The Liberal Democrats’ plan to fully legalize cannabis if elected is nothing if not unprecedented.
According to the political party, the pledged cannabis legislation will be directed towards creating a legal market for what is currently considered a Class B drug with a five-year prison sentence for possession and a 14-year prison sentence for supplying.
As expected, the opposition views the Lib Dems’ proposals as a drowning man’s attempt to grasp at straws—in light of their evidently weakened position after losing 28 seats in recent local elections.
Tory candidate Julian Knight spoke to The Telegraph on the matter, expressing uneasiness over what he sees as a desperate attempt by the Lib Dems to grab a vote or two after their stance over Brexit proved to be a total vote-loser.
Knight is of the opinion that cannabis is directly responsible for mental health issues and is appalled by the political party’s decision to promise its legalization simply as a way to garner more votes.
Current Approach to Cannabis is “A Disaster” – Julian Huppert
According to Liberal Democrats candidate Julian Huppert, the government’s current approach to cannabis is causing significant physical and mental damage, especially to the young people in the country.
The lack of any kind of regulation on the distribution of cannabis—be it age checks, quality and potency controls, and the prevalence of a subpar brand of cannabis informally known as “skunk weed”—is the main reason the drug has such a negative impact on the country’s younger population.
Furthermore, Huppert argues that the more governments maintain their position on the drug, the more they yield control of a drug capable of causing widespread health problems to organized crime syndicates that supply cannabis in the country.
A Regulated Cannabis Market
According to the Lib Dems manifesto, the proposed cannabis legislation will include the creation of a legal market for the drug’s production and sale in high street shops.
There would be a strict age limitation imposed on sales transactions, to prohibit people under the age of 18 from accessing the drug.
The sale of cannabis would also be strictly regulated in terms of vendor licensing, potency and quality control.
The manifesto specifically states that there will be a significant reduction in the harmful THC levels of cannabis, and an increase in its CBD composition.

Activity list.
1. In the article on the Liberal Democrats' cannabis plan, take the part that opens with the words containing "Tory candidate Julian" and closes with "garner more votes.", and substitute "liability" for "vote-loser".
2. Rewrite the paragraph beginning "The lack of any kind of regulation" from the cannabis article as a short bulleted list that keeps its main facts.
3. Continue the article on the Liberal Democrats' cannabis plan from the point where it stops.

Stored data entries.
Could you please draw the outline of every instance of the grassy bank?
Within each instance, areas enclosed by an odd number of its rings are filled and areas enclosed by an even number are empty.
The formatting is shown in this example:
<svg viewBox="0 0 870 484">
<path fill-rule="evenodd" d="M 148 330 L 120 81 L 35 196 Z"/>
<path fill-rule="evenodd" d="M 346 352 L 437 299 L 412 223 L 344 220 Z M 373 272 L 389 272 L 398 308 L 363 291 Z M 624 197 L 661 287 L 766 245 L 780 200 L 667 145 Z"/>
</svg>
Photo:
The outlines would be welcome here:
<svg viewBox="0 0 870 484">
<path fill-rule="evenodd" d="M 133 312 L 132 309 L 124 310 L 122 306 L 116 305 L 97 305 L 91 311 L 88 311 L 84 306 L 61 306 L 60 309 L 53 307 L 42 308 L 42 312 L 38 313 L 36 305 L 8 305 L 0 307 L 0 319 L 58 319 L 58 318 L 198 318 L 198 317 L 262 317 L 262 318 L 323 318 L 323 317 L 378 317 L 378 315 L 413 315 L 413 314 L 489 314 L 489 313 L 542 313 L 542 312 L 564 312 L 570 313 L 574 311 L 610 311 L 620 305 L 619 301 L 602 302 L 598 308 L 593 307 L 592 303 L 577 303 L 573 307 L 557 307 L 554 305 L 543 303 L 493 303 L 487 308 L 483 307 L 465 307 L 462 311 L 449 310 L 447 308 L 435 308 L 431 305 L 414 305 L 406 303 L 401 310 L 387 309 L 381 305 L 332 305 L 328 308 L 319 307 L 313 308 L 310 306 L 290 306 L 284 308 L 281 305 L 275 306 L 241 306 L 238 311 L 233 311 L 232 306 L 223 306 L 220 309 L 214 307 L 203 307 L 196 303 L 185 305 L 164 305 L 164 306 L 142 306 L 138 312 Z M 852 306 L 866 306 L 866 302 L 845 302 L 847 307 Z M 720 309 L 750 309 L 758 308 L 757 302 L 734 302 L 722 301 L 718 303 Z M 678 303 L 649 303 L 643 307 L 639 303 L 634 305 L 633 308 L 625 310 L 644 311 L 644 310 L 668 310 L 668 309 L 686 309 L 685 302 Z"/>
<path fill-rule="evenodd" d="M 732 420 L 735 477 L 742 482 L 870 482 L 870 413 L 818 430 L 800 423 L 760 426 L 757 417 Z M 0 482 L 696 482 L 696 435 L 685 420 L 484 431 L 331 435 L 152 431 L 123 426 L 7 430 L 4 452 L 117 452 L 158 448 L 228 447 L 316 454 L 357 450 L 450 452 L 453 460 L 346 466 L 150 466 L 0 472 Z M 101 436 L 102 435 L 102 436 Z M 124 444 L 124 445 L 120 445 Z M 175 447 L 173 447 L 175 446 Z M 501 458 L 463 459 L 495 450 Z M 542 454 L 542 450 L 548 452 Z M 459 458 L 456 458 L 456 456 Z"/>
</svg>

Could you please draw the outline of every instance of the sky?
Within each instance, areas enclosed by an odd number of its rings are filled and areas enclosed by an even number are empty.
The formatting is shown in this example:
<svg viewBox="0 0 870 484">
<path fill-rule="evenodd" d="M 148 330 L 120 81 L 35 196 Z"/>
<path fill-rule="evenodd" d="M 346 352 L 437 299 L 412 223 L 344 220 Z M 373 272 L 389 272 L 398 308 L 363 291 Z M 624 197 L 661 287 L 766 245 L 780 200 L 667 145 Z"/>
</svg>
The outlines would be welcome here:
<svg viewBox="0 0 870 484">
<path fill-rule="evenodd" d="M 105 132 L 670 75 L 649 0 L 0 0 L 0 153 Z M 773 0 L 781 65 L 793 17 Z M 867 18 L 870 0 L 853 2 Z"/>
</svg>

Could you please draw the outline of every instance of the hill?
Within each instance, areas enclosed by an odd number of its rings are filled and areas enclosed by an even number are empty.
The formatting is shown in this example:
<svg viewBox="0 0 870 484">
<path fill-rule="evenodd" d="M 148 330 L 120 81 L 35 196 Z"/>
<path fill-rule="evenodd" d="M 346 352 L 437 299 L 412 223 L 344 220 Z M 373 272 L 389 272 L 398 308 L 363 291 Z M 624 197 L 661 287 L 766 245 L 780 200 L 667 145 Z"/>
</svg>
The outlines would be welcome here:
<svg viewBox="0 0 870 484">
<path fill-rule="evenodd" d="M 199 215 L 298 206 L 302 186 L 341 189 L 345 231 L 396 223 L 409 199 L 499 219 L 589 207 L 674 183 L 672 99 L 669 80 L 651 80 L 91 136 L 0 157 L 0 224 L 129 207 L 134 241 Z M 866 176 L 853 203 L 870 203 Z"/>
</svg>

Your written answers.
1.
Tory candidate Julian Knight spoke to The Telegraph on the matter, expressing uneasiness over what he sees as a desperate attempt by the Lib Dems to grab a vote or two after their stance over Brexit proved to be a total liability.
Knight is of the opinion that cannabis is directly responsible for mental health issues and is appalled by the political party’s decision to promise its legalization simply as a way to garner more votes.

2.
- Cannabis distribution has no regulation of any kind, such as age checks or quality and potency controls.
- A subpar form of cannabis informally known as "skunk weed" is prevalent.
- These factors are the main reason the drug has such a negative impact on the country's younger population.

3.
Lib Dems predicts that the new cannabis legislation will also be of great benefit to the country since its legalization could generate as much as £1 billion per year in production and sales tax revenues.
Part of this revenue, according to the political party, could be used to educate the public on cannabis usage.
Huppert’s main concern with the prohibitionist approach towards cannabis legalization is giving too much power to the organized crime syndicates responsible for supplying and distributing the drug.
Furthermore, he believes making cannabis illegal is leading to the mass criminalization of people and contributing greatly to the harm the drug poses.
That approach, according to him, not only costs a lot of resources, it also diverts law enforcers from what he considers the real threat to society: violent crime.
This is the first time in the history of UK politics that a political party has included the legalization of cannabis in their manifesto as they enter a general election.
Best Way of Dealing with the Cannabis Issue
Huppert’s sentiments were echoed by Norman Lamb, a Norfolk Liberal Democrats candidate who believes that, despite his general aversion to drugs and alcohol, the proposed cannabis legislation would be the best approach to take—especially since the previous prohibitive approach has already proven to be a catastrophic failure.
Several states in the US have legalized the production and sale of cannabis both for recreational and medicinal purposes.
Whether the UK will follow suit is yet to be determined, although pundits are certain that the chances of a Lib Dem victory in the forthcoming general elections are slim.